● Requirement:
Reproduce each of the following records verbatim, line for line, without any alteration.

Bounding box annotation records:
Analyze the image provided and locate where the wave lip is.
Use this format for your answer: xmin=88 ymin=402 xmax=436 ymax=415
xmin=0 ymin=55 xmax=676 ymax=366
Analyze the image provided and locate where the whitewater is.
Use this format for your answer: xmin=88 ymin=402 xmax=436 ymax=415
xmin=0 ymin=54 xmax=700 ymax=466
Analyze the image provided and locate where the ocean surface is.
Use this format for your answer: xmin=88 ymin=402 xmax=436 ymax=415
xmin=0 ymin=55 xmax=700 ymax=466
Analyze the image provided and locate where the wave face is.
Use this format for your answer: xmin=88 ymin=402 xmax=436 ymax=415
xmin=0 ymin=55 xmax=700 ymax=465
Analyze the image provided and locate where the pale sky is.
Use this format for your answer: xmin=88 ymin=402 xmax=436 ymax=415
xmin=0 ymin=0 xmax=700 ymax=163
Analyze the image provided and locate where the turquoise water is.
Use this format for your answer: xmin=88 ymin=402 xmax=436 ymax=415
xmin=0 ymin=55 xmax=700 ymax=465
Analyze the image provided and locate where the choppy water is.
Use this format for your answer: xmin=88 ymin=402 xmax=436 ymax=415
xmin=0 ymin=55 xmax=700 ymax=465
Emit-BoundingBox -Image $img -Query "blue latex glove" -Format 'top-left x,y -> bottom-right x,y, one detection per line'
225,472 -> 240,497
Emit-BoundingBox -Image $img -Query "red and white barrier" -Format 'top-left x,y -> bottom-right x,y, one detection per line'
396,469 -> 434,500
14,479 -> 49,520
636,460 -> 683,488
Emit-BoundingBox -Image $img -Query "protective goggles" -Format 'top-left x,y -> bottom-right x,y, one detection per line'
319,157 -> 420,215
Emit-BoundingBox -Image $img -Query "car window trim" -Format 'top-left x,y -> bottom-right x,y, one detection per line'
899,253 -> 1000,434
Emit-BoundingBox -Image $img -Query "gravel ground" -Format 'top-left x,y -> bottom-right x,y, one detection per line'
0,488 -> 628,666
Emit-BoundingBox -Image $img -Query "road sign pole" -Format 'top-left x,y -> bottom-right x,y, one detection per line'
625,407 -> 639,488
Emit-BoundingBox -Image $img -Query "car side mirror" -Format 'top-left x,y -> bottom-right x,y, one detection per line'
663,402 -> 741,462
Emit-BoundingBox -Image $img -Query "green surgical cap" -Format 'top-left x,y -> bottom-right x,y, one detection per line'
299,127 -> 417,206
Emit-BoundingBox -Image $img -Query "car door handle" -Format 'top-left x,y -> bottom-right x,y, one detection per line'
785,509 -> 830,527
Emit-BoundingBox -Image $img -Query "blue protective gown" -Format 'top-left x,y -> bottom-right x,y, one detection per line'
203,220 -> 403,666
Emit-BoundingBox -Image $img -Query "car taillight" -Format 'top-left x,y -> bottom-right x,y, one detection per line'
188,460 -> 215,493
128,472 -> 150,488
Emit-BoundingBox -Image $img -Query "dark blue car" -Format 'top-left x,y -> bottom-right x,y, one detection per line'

● Written solution:
Analyze the image provided and locate where the wave lip is.
Use this format for your answer: xmin=88 ymin=402 xmax=436 ymax=415
xmin=0 ymin=55 xmax=676 ymax=366
Analyze the image provided and locate where the whitewater is.
Use this format for your answer: xmin=88 ymin=402 xmax=436 ymax=415
xmin=0 ymin=54 xmax=700 ymax=466
Analyze the image provided and locate where the ocean surface is.
Use this format for your answer: xmin=88 ymin=402 xmax=436 ymax=415
xmin=0 ymin=55 xmax=700 ymax=466
Analyze the image provided and locate where the wave face is.
Use this format for your answer: xmin=88 ymin=402 xmax=436 ymax=415
xmin=0 ymin=55 xmax=700 ymax=465
Analyze the image provided and locate where the pale sky is.
Use this format for your answer: xmin=88 ymin=402 xmax=436 ymax=415
xmin=0 ymin=0 xmax=700 ymax=163
Analyze the image provided and locate where the turquoise water is.
Use this format for your answer: xmin=88 ymin=402 xmax=436 ymax=415
xmin=0 ymin=55 xmax=700 ymax=465
Analyze the image provided and locate where the choppy water is.
Use this format for your answer: xmin=88 ymin=402 xmax=436 ymax=415
xmin=0 ymin=55 xmax=700 ymax=465
Emit-BoundingBox -Image $img -Query "blue latex glove" -Format 'top-left x,y -> bottom-right x,y, one detection per line'
225,472 -> 240,497
Emit-BoundingBox -Image $img -Query "red and white barrier" -Format 'top-left x,y -> bottom-right x,y, one detection per line'
396,469 -> 434,500
14,479 -> 49,520
636,460 -> 683,488
Emit-BoundingBox -Image $img -Query "protective goggles" -Format 'top-left x,y -> bottom-right x,y, one detection per line'
319,157 -> 420,215
Emit-BoundingBox -Image $img -Query "car window trim" -Format 'top-left x,y -> bottom-right x,y, one detection per line'
899,253 -> 1000,434
Emit-BoundingBox -Image $img -Query "gravel ground" -Format 'top-left x,y -> bottom-right x,y, one detection per line'
0,488 -> 628,666
Emit-BoundingBox -Image $img -Query "road sign pole" -Format 'top-left x,y -> bottom-right x,y, one detection per line'
625,407 -> 639,488
Emit-BoundingBox -Image $img -Query "car side mirror" -Format 'top-left x,y -> bottom-right x,y, one detection per line'
663,402 -> 741,462
Emit-BoundingBox -Image $img -Query "green surgical cap" -Format 'top-left x,y -> bottom-right x,y, one detection per line'
299,127 -> 417,206
Emit-BoundingBox -Image $img -Query "car door handle" -Format 'top-left x,y -> bottom-right x,y, one detection per line'
785,509 -> 830,527
Emit-BoundingBox -Image $img -Query "blue protective gown" -Format 'top-left x,y -> bottom-right x,y, one detection per line'
203,220 -> 403,666
Emit-BoundingBox -Image $img -Query "car taillight" -Format 'top-left x,y -> bottom-right x,y, one detection per line'
188,460 -> 215,493
128,472 -> 150,488
Emit-BoundingBox -Image $img -Query "dark blue car" -Format 'top-left x,y -> bottom-right x,y, one detection per line'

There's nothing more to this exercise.